Available records:
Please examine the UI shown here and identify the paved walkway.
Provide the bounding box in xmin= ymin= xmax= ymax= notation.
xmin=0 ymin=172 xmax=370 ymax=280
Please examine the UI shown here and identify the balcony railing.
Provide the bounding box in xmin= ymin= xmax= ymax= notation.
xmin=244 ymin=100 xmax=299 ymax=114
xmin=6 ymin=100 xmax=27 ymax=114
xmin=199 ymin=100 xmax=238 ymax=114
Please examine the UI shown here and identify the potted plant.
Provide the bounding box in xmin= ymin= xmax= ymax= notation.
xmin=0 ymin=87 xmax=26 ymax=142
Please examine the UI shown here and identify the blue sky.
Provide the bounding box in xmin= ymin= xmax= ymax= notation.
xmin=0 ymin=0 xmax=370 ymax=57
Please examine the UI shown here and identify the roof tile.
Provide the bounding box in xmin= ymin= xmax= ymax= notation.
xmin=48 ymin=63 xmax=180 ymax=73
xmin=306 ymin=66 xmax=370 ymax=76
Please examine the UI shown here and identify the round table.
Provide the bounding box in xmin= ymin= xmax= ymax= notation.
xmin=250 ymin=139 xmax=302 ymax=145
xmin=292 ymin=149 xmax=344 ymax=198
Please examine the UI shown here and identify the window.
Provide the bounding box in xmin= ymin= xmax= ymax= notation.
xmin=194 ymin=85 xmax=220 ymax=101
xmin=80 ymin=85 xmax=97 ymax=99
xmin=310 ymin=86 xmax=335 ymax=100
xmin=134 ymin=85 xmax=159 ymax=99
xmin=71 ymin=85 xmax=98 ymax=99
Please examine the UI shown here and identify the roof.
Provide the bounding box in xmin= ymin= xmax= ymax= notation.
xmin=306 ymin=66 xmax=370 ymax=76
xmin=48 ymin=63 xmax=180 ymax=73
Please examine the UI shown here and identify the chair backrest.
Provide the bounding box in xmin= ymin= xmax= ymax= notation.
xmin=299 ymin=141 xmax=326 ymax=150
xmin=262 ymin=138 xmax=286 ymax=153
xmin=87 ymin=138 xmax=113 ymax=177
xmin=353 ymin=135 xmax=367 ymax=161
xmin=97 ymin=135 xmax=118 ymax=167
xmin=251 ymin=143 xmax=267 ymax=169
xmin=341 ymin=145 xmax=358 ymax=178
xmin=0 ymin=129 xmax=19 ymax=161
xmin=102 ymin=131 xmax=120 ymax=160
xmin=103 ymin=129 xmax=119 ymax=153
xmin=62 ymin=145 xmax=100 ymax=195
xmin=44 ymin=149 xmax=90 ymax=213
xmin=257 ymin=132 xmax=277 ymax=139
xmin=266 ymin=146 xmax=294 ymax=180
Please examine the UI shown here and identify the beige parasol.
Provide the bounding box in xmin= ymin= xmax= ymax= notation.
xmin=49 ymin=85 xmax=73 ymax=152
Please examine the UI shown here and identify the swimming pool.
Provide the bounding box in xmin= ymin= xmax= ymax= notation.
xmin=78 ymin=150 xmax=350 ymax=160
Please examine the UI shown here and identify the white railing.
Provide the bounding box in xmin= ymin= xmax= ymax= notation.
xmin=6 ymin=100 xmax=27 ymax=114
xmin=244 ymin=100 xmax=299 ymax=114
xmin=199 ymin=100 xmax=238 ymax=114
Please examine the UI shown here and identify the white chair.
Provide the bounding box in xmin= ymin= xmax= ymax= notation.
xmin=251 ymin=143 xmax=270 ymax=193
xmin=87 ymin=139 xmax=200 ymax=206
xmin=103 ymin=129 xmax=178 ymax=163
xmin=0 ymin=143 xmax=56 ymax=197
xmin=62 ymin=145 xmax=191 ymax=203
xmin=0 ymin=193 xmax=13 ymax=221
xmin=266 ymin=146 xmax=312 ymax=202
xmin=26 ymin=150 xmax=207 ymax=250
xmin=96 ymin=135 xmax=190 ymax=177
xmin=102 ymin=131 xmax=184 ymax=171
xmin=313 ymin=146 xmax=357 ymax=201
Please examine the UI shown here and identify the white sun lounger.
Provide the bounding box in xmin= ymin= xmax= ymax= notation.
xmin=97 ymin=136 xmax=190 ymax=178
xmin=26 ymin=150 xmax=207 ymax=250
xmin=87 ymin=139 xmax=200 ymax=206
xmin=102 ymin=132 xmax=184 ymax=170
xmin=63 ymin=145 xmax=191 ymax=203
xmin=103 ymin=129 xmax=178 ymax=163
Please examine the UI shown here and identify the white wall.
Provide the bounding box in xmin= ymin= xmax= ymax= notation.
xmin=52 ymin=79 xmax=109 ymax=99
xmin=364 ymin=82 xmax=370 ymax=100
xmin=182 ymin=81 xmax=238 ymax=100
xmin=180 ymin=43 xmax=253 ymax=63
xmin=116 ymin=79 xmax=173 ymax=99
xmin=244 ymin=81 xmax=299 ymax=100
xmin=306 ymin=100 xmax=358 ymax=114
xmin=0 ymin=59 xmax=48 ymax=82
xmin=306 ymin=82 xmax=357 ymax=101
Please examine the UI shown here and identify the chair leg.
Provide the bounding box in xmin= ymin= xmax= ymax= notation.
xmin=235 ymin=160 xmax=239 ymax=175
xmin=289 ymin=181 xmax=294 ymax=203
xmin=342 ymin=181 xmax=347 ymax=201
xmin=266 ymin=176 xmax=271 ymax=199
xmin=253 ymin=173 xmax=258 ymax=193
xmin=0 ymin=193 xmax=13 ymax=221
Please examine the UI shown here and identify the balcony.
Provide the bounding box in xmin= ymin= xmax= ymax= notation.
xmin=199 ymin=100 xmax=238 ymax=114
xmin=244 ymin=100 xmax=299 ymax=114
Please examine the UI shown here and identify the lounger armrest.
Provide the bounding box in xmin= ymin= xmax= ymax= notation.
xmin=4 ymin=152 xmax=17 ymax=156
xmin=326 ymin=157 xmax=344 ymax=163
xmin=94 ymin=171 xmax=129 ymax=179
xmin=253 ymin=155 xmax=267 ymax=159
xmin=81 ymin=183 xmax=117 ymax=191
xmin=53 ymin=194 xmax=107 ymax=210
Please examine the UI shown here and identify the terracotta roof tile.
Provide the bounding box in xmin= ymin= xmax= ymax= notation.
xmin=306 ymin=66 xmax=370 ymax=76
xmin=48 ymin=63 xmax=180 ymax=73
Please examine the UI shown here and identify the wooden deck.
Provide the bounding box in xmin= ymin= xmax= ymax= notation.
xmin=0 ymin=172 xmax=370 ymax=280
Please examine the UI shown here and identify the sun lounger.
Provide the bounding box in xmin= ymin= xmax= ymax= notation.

What to work on: Convert the lines beginning with the one containing "Please examine the UI shown here and identify the white wall." and continuing through the one containing "xmin=306 ymin=82 xmax=357 ymax=101" into a numbered list, omitting any blank lines.

Output below:
1. Please examine the UI shown here and identify the white wall.
2. Provide the bounding box in xmin= ymin= xmax= ymax= notation.
3. xmin=52 ymin=79 xmax=109 ymax=99
4. xmin=364 ymin=82 xmax=370 ymax=100
5. xmin=182 ymin=81 xmax=238 ymax=100
6. xmin=180 ymin=43 xmax=253 ymax=63
7. xmin=116 ymin=79 xmax=173 ymax=99
8. xmin=244 ymin=81 xmax=299 ymax=100
9. xmin=306 ymin=100 xmax=358 ymax=114
10. xmin=0 ymin=59 xmax=48 ymax=82
11. xmin=306 ymin=82 xmax=357 ymax=101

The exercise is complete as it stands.